> _Written instruction_
Extract each line of the records below that contains the string "laptop", copying each one in full.

>> begin Supplied information

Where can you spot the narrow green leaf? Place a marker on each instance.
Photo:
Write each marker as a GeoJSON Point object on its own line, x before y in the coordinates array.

>> end Supplied information
>> begin Supplied information

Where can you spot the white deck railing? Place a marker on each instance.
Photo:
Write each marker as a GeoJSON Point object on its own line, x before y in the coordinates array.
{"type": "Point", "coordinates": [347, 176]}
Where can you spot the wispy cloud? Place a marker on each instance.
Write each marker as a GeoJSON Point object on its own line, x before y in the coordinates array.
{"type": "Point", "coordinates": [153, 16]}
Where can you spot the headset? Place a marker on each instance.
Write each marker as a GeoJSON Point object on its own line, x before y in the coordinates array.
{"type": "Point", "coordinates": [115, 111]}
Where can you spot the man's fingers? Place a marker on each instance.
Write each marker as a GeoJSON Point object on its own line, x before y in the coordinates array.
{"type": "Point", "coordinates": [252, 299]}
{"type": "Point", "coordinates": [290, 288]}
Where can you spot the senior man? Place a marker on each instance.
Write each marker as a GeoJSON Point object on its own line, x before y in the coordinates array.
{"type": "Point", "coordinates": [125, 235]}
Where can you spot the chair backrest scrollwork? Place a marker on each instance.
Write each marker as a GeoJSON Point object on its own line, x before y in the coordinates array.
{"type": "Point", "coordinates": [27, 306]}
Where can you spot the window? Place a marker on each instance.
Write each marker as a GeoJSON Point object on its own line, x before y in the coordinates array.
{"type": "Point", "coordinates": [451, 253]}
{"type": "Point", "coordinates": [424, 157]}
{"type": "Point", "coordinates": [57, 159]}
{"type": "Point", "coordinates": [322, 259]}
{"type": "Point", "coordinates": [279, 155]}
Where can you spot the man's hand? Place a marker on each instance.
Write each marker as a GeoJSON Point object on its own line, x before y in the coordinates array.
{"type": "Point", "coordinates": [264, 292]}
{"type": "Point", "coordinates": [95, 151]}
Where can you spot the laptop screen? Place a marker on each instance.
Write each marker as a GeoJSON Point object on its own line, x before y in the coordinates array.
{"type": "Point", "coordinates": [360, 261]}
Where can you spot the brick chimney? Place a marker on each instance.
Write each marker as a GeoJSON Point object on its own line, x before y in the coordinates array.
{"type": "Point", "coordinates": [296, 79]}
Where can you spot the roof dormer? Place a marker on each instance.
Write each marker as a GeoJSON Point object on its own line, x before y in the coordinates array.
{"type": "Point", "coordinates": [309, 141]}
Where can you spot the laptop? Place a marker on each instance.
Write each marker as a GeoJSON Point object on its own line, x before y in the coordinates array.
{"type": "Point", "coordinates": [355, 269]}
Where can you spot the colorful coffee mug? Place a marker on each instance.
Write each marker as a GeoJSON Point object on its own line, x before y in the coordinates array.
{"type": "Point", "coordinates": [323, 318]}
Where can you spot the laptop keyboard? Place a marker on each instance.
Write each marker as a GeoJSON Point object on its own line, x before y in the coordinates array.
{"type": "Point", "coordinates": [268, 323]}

>> end Supplied information

> _Output for this task_
Where can you spot the laptop screen? Place a marker on each instance.
Where can you spot the laptop? Place a marker on each instance.
Where can you spot the laptop keyboard? Place a marker on each instance.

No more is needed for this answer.